PAGE TEXT:
######

This has been a busy week for my emotions. I have been on a roller coaster that started with nervousness, climbed slowly towards a little joy, only to barrel down at high speeds into tears, looped into laughter, came to a complete stop from the drama and I was able to stand and walk away. AND IT IS ONLY WEDNESDAY!!! But isn't that how life really is?
Sunday I had the blahs, which the Lord turned into pure sunshine when He gave me a verse. Yes, I totally believe He gave it to me, wrote it for me, decreed I would hear it last Sunday. Why? Because He loves me and knew I would need it. This is MY verse. But hey, I'm willing to share it. I can be nice like that sometimes...
1 Peter 4:8-11 Powerful stuff.
There have been situation after situation, this week alone, where I have been called upon to "love deeply," serve "without grumbling," "show grace," and totally rely on the "the strength God provides."
Yet, the part of this particular scripture that grabs at me, eats at me, gnaws at me, totally leaves me humbled is; "If anyone speaks, he should do it as one speaking the very words of God."
WHAT?!!!
Is that even possible? Shoot, I might as well give it up and quit now. After the week I'm having there is absolutely NO WAY the words that have escaped my lips have all been God spoken words. My thoughts certainly haven't been all glorious. Yet, there is a urgency for me to try.
There is a desire to want to attempt to have the purest of heart, so that my words could eventually one day have at least a "sounds like" God tone.
I have to go back to verse 8 and realize that the "love that covers a multitude of sins" is not just a reminder of how I should treat and show love to others, but rather a gift given to me by the Heavenly Father. He knows I'll never be perfect. He knows my lack of fluent God thoughts and words. But He has this wonderful gift of love, tied up in grace for me. If that doesn't leave you in total humility and awe, than I don't think anything could.
"If anyone speaks, he should do it as one speaking the very words of God."
So He is basically telling me...
When my children disobey...HIS WORDS, not mine.
When on the phone with the AT&T lady and we have a difference of opinion...HIS WORDS, not mine.
When someone at works is allowing gossip to enter the work area...HIS WORDS, not mine.
When you would love to shout to your kids "HATE IT!", but you are trying to pick your battles...HIS WORDS, not mine.
When feelings are hurt...HIS WORDS, not mine.
When you feel angry and snubbed...HIS WORDS, not mine.
When everyone is rushing around with first day of school jitters...HIS WORDS, not mine.
When your baby hurts...HIS WORDS, not mine.
When you just want to be mad...HIS WORDS, not mine.

######

DATA EXTRACT:
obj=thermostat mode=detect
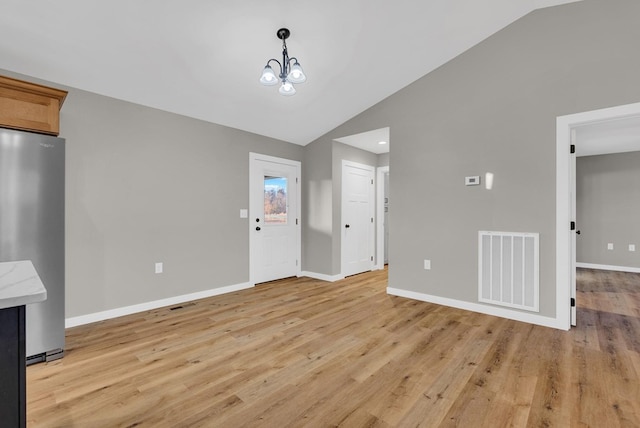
[464,175,480,186]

######

YOUR INSTRUCTIONS: Reproduce the passage of the blog post starting with "I have to go" and going on through "basically telling me...". Rely only on the blog post about 1 Peter 4:8-11 and not on the data.

FINISHED EXERCISE:
I have to go back to verse 8 and realize that the "love that covers a multitude of sins" is not just a reminder of how I should treat and show love to others, but rather a gift given to me by the Heavenly Father. He knows I'll never be perfect. He knows my lack of fluent God thoughts and words. But He has this wonderful gift of love, tied up in grace for me. If that doesn't leave you in total humility and awe, than I don't think anything could.
"If anyone speaks, he should do it as one speaking the very words of God."
So He is basically telling me...